___ Available data ___
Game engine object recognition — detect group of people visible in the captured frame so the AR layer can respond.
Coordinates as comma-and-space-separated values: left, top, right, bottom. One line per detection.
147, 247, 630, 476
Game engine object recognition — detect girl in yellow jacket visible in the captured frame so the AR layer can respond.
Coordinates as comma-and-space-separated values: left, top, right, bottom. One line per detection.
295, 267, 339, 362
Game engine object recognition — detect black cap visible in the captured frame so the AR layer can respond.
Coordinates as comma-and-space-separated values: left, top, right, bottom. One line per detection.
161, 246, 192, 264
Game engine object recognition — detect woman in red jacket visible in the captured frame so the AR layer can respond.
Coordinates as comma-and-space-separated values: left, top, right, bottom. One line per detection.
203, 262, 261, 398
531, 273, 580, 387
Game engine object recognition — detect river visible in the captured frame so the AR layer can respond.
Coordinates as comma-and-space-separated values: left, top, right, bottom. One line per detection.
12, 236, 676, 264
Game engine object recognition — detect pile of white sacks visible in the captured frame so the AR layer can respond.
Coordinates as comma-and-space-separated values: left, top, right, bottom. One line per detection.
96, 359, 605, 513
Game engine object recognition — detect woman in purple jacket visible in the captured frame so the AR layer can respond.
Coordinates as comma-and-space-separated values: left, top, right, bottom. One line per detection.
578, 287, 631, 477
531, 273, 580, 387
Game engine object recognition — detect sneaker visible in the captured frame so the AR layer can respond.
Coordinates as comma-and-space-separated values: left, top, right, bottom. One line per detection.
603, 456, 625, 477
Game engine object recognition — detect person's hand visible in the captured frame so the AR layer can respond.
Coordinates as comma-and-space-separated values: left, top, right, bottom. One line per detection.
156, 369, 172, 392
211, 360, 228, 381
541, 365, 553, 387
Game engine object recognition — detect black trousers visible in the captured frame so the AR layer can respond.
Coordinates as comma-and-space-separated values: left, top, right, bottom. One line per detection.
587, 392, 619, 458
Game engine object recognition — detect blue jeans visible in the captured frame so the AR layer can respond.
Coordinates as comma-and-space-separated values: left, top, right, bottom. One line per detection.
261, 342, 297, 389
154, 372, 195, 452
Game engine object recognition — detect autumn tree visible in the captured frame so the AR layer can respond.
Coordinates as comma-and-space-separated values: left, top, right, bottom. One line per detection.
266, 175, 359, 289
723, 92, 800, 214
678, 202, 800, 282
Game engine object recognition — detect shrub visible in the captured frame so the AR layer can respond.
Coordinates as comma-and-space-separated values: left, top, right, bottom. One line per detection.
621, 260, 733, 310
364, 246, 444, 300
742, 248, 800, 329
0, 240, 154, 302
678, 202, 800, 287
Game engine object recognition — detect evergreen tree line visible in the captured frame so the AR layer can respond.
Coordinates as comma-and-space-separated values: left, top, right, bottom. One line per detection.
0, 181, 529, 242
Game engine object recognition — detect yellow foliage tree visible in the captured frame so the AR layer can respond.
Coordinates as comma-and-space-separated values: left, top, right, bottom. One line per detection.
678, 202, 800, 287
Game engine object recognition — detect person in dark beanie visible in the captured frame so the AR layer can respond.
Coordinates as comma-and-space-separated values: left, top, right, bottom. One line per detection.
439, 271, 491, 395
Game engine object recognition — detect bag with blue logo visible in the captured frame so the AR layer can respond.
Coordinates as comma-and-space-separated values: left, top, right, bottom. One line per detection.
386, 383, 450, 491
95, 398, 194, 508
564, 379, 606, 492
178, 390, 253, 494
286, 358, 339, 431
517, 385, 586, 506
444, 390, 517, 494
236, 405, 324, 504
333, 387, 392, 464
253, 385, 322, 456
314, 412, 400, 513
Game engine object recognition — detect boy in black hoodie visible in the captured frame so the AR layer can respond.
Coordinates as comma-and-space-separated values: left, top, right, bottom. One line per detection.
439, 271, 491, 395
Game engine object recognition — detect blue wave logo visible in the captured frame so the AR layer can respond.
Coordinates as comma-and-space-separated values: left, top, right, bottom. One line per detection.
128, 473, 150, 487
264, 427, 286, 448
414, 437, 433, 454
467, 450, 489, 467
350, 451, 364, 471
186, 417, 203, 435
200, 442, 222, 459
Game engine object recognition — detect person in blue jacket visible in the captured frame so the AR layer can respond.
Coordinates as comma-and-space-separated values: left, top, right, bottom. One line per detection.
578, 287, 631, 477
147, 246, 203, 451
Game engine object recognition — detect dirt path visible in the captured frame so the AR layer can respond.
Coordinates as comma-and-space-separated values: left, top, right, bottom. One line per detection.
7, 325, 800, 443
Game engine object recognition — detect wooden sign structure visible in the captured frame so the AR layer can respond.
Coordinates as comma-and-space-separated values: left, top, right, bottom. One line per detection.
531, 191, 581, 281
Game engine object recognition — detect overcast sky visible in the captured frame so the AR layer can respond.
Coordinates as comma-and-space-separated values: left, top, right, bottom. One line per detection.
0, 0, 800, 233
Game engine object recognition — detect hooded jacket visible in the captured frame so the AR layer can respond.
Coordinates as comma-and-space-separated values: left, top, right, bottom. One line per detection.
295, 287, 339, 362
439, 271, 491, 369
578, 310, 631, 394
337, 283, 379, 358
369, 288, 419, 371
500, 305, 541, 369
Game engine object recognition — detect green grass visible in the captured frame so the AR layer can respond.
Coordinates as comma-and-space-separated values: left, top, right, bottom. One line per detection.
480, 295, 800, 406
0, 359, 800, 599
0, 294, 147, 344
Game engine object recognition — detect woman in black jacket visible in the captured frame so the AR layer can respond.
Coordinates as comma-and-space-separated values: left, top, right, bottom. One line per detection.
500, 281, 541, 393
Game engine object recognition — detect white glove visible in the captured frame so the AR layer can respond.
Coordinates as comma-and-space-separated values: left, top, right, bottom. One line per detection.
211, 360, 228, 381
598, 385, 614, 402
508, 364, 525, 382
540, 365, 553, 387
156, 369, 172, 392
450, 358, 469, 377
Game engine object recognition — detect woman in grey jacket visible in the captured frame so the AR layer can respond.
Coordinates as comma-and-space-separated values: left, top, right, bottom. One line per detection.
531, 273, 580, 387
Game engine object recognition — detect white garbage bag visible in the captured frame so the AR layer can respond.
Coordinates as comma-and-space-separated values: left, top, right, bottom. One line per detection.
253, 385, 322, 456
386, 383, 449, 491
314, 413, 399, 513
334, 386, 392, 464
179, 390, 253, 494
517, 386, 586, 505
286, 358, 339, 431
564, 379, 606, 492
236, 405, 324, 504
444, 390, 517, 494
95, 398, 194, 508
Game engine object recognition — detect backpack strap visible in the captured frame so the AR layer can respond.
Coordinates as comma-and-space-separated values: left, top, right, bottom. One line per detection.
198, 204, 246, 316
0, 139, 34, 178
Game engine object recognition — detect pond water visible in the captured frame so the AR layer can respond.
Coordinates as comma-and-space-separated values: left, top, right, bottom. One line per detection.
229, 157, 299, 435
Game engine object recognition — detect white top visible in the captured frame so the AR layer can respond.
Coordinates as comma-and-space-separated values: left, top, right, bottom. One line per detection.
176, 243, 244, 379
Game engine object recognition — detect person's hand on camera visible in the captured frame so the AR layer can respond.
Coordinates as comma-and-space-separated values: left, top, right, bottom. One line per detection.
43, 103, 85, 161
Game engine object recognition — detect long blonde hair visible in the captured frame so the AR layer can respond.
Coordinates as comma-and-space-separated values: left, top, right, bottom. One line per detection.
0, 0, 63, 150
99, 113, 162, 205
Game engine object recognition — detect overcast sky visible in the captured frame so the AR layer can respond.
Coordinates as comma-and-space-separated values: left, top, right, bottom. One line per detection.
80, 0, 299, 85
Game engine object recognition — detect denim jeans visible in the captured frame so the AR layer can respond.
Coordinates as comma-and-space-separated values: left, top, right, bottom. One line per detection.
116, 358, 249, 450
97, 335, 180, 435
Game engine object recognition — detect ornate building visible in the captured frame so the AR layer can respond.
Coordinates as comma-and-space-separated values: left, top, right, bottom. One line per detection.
___
Written task:
Reproduce word for word the lines above that begin at the line containing "Game engine object recognition — detect blue wave" and end after the line containing "147, 246, 203, 451".

Correct result:
Game engine object recognition — detect blue wave logo visible in the captured frame so the AR layer can respond.
Coordinates as comma-and-space-separated values: left, top, right, bottom. One line per detection.
128, 473, 150, 487
264, 427, 286, 448
414, 437, 433, 454
467, 450, 489, 467
350, 451, 364, 471
186, 417, 203, 435
200, 442, 222, 459
Game engine object recognition — detect person in blue jacket visible in the captured frame so the AR layer can respond.
Coordinates as comma-and-space-separated values: left, top, right, bottom. One line per detection.
578, 287, 631, 477
147, 246, 203, 451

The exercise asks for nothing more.